▶ Directions:
Each of the entries should be retyped precisely as it appears.

▶ Provided entries:
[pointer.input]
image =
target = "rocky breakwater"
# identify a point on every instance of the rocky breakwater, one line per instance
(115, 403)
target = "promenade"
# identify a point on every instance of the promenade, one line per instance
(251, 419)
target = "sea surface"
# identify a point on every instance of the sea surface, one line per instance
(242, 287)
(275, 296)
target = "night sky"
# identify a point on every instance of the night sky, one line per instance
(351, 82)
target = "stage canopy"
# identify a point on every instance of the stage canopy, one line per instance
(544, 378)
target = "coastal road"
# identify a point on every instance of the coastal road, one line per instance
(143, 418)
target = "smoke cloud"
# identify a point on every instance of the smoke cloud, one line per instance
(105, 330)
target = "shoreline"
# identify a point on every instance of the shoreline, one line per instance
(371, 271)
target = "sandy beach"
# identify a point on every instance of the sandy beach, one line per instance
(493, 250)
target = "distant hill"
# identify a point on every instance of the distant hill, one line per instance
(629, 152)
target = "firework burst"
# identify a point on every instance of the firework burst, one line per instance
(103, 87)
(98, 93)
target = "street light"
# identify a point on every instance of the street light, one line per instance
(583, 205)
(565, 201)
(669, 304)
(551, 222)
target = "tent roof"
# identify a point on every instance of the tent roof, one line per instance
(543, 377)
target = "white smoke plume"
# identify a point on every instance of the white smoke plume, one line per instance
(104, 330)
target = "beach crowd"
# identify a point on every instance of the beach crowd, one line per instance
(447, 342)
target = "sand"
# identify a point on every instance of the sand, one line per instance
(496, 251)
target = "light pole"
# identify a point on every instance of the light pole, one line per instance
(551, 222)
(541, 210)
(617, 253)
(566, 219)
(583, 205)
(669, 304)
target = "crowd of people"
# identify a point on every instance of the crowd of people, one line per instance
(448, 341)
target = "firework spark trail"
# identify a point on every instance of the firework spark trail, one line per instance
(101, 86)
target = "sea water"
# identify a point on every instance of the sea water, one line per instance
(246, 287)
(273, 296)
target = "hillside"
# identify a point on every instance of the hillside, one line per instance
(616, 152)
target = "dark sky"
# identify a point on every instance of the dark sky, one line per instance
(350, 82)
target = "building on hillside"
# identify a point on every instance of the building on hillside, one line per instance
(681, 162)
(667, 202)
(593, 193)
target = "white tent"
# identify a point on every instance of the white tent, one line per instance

▶ Written answer:
[pointer.input]
image =
target = "rocky breakwater"
# identify a point on every instance of the rocky breakwater, one line per instance
(115, 403)
target = "promenade"
# identify a point on every instance of the promenade, one line per instance
(251, 419)
target = "sea surface"
# identify a point on every instance of the sea surface, one line per instance
(242, 287)
(275, 296)
target = "night sky"
# identify a point on every instance of the night sky, one line per instance
(351, 82)
target = "stage canopy"
# identify a point on every instance of the stage canopy, one line per instance
(544, 378)
target = "coastal road"
# identify a point on every instance of the coastal road, one line per instance
(143, 418)
target = "smoke cloud"
# identify a point on every instance of the smoke cloud, one line per instance
(105, 330)
target = "shoreline"
# identify a point on every instance of the shoreline, one line per instance
(371, 271)
target = "sandy beach"
# identify a point on every instance of the sandy beach, one line per instance
(493, 250)
target = "distant hill"
# identify a point on every instance of the distant hill, one line per instance
(629, 152)
target = "firework burst"
# identify a point on every instance of the firework burst, one line per instance
(103, 87)
(98, 93)
target = "street light"
# identify a point on every instance of the street light, one line per instance
(583, 205)
(565, 201)
(669, 304)
(551, 222)
target = "tent roof"
# identify a point on every instance of the tent roof, one line per instance
(543, 377)
target = "white smoke plume"
# identify a point on every instance of the white smoke plume, one line per instance
(104, 330)
target = "beach crowd"
# identify a point on every instance of the beach crowd, one line per instance
(447, 342)
target = "sand"
# identify a point on every instance of the sand, one line per instance
(496, 251)
target = "light pole"
# identify a point on every instance of the light pole, one line per instance
(551, 222)
(541, 210)
(617, 253)
(566, 219)
(583, 205)
(669, 304)
target = "crowd of people"
# identify a point on every instance of the crowd of people, one line per instance
(448, 341)
target = "firework spark trail"
# identify a point on every instance of the firework spark trail, one line per instance
(101, 86)
target = "sea water"
# identify a point on every instance of the sea water, one line per instance
(246, 287)
(273, 296)
target = "hillside"
# identify a point on every instance of the hillside, one line per instance
(616, 152)
target = "dark sky"
# identify a point on every instance of the dark sky, one line per instance
(350, 82)
target = "building on hillside"
# identify a point on every instance of the building on hillside, one line per instance
(681, 162)
(667, 202)
(593, 193)
target = "white tent"
# identify a point on every instance of the white tent, one line per instance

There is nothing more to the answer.